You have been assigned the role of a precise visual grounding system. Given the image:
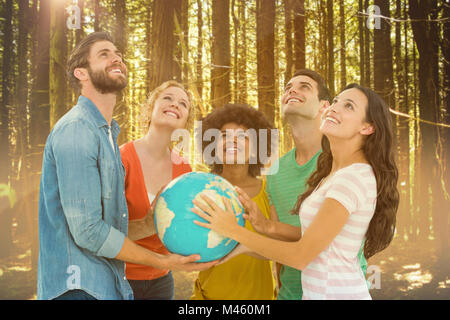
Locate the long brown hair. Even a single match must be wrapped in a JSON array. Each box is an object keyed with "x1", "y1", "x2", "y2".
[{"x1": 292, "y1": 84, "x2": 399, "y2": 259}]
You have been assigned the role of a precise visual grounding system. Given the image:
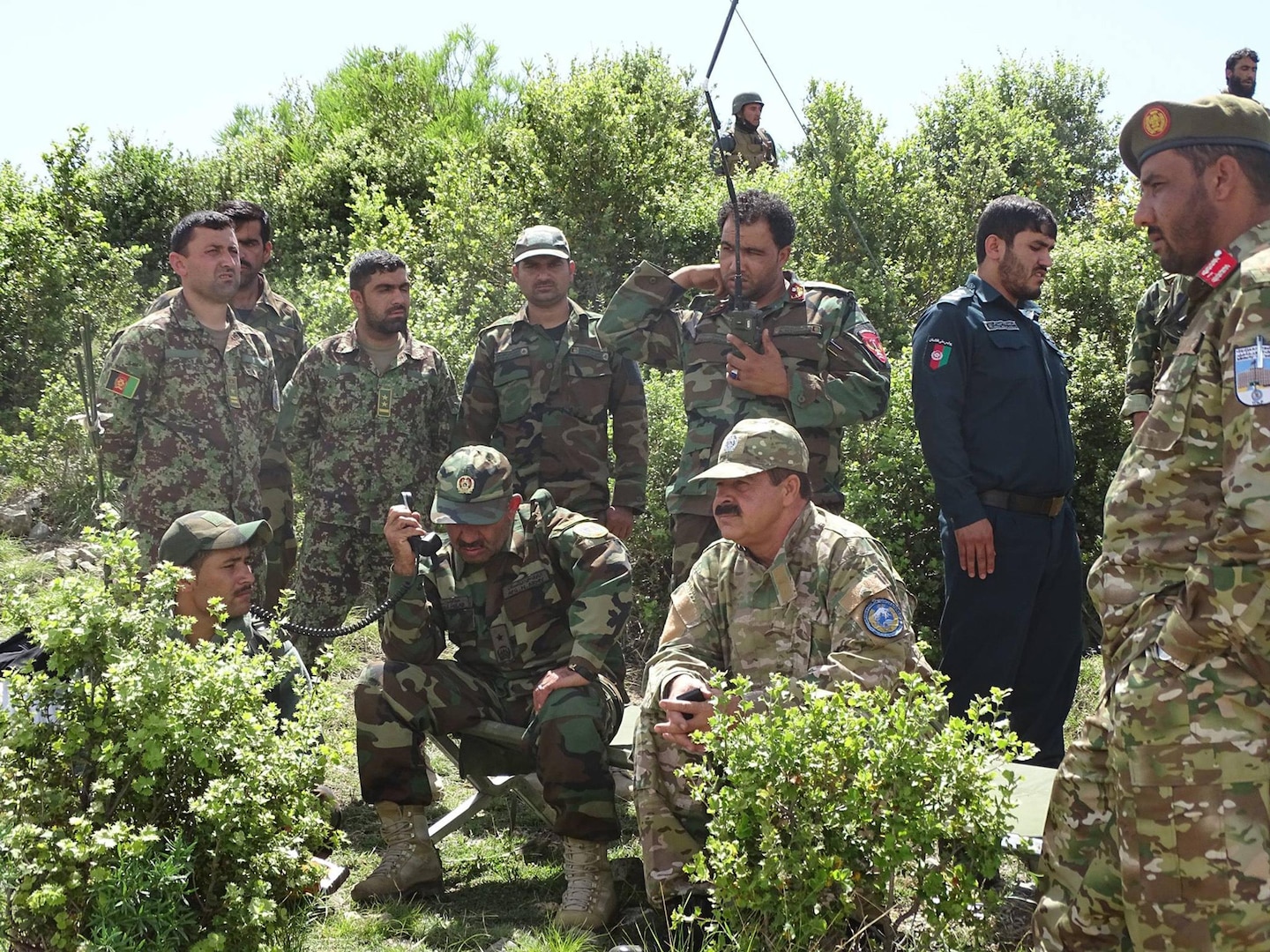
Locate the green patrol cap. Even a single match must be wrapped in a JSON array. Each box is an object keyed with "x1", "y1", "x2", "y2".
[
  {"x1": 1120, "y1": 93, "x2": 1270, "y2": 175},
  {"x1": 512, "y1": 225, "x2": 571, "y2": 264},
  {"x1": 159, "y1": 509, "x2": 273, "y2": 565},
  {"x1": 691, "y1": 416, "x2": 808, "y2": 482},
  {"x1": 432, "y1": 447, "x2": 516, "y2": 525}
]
• • • •
→ **WHAT TO DO**
Render the records above as a Markdown table with the columns Row and Record line, one numbered row per non-blank line in order. Leave out the pictures.

→ **TASK RESPONSE**
| Row | Record line |
|---|---|
| 1 | You have been assigned the role of a precise visual grounding system. Given the image: |
| 2 | Locate the long brown hair. Even a single match must be wrapped in a JSON array. Each box is an object keyed with "x1", "y1", "x2", "y2". |
| 3 | [{"x1": 292, "y1": 84, "x2": 399, "y2": 259}] |
| 4 | You have been assigned the role of a precise visual grounding system. Given the image: |
| 5 | Locate the green patrol cap. Even a single match must be wrapped in a JSON array. Each box is an object keyed with "x1", "y1", "x2", "y2". |
| 6 | [ |
| 7 |   {"x1": 1120, "y1": 93, "x2": 1270, "y2": 175}, |
| 8 |   {"x1": 512, "y1": 225, "x2": 571, "y2": 264}, |
| 9 |   {"x1": 159, "y1": 509, "x2": 273, "y2": 565}, |
| 10 |   {"x1": 691, "y1": 416, "x2": 808, "y2": 482}, |
| 11 |   {"x1": 432, "y1": 447, "x2": 516, "y2": 525} |
| 12 | ] |